> **Testo della pagina**
==*==

Con un matrimonio fallimentare e una casa priva di figli, la vita di Barbara scorre nella più completa insoddisfazione, tra una visita alla biblioteca dell’amica Naomi e le lunghe conversazioni in compagnia del medico Phil, con cui condivide la passione per Beckett e Brecht. Ora, il paesino di Bangoree sta per essere sconvolto dalla notizia del giorno, quando si scopre che il famoso poeta Roderick Fitzallan ha ambientato, quando era in vita, alcune delle sue celebri poesie d’amore in questa piccola cittadina di campagna. Ha così inizio una caccia spericolata, per scovare la donna misteriosa locale che aveva ispirato i versi dell’uomo. Barbara non si tirerà indietro, facendo scoperte inaspettate sul suo stesso conto.
Il precedente romanzo di Amy Witting portato in Italia da Garzanti, “La lettrice testarda”, mi ha sempre incuriosito, sia per la trama subito intrigante che per i consensi che ha ricevuto. Preda dei vari impegni, però, riesco solo adesso a recuperare finalmente uno scritto dell’autrice, nello specifico il suo romanzo d’esordio. “La signora delle storie” è un libro che attira per la passione per la lettura, tema centrale della trama, e per il potere in essa racchiuso.
La Witting ha uno stile di scrittura molto scorrevole, grazie a un gergo piuttosto colloquiale che rende sia le descrizioni che i dialoghi alla portata di chiunque. Ci si sente a casa, come se si stessero affrontando le discussioni in compagnia dei personaggi stessi, che risaltano per la loro personalità unica e accattivante. Si parla di quotidiano, di quei piccoli eventi giornalieri che nel complesso formano gli anni di vita delle persone.
È qui che Barbara comincia a trarre le somme di ciò che si è lasciata alle spalle, arrivando alla consapevolezza di un’aridità che le provoca disagio. Proprio per questo non si tira indietro, pur di tenersi impegnata, quando la ricerca della musa di Fitzallan diventa corale. Ogni punto di vista è descritto con una precisione tale da riconoscersi all’istante e dare ritmo alla narrazione. Ho apprezzato la punta di umorismo che aleggia costante tra le pagine, come a voler ridere in faccia ai problemi, anche quando questi gravano fastidiosi.
Oltre alla protagonista, emergono altri personaggi, che formano insieme a lei quel gruppo di letture teatrali da cui tutto parte. Ho apprezzato ogni aspetto delle singole vite, che nel complesso danno corpo alla storia portandola dall’essere apparentemente piatta all’avere costantemente qualcosa da raccontare. La ricerca è solo un collante, un pretesto per mettere in moto delle persone che fino al momento prima non sono riuscite a trovare la giusta spinta per cambiare la personale situazione.
Oltre a ciò si ritrovano i classici comportamenti da paesello, fatti di pregiudizi, critiche, scandali di cui parlare e che qui vengono in qualche modo combattuti. È una visione certamente antiquata della società, ma che è in fede rispetto a quando il romanzo è stato scritto e pubblicato. Amy Witting mi ha fatto davvero un’ottima prima impressione, spero quindi di riuscire finalmente a recuperare il suo secondo romanzo e che Garzanti continui nella sua opera di pubblicazione, così da far conoscere un’autrice che tutto sommato merita di avere ancora una voce nel panorama letterario.

==*==

> **Dati di partenza**
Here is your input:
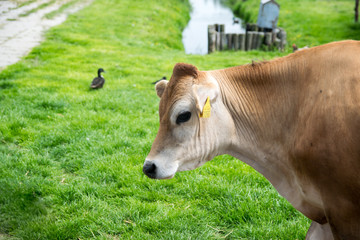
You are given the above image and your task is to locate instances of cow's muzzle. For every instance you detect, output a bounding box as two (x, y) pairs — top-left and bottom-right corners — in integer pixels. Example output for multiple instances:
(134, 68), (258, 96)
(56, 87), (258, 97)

==*==

> **Cosa fare**
1: Ricopia identico il pezzo della recensione che comincia con "Con un matrimonio" e va avanti fino a "suo stesso conto.".
2: Secondo la recensione, perché Barbara non si tira indietro quando la ricerca della musa di Fitzallan coinvolge tutti? Rispondi con una, due o tre frasi.
3: Rispondi a queste domande sulla recensione:
(a) Con chi condivide Barbara la passione per Beckett e Brecht?
(b) Quale editore ha portato in Italia i romanzi di Amy Witting?
(c) Come si intitola il romanzo di Amy Witting uscito in Italia prima di "La signora delle storie"?

> **Risultati attesi**
1:
Con un matrimonio fallimentare e una casa priva di figli, la vita di Barbara scorre nella più completa insoddisfazione, tra una visita alla biblioteca dell’amica Naomi e le lunghe conversazioni in compagnia del medico Phil, con cui condivide la passione per Beckett e Brecht. Ora, il paesino di Bangoree sta per essere sconvolto dalla notizia del giorno, quando si scopre che il famoso poeta Roderick Fitzallan ha ambientato, quando era in vita, alcune delle sue celebri poesie d’amore in questa piccola cittadina di campagna. Ha così inizio una caccia spericolata, per scovare la donna misteriosa locale che aveva ispirato i versi dell’uomo. Barbara non si tirerà indietro, facendo scoperte inaspettate sul suo stesso conto.

2: Barbara fa il bilancio di ciò che si è lasciata alle spalle e si rende conto di un'aridità che le provoca disagio. Per questo partecipa alla ricerca, pur di tenersi impegnata.

3:
(a) Con il medico Phil.
(b) Garzanti.
(c) "La lettrice testarda".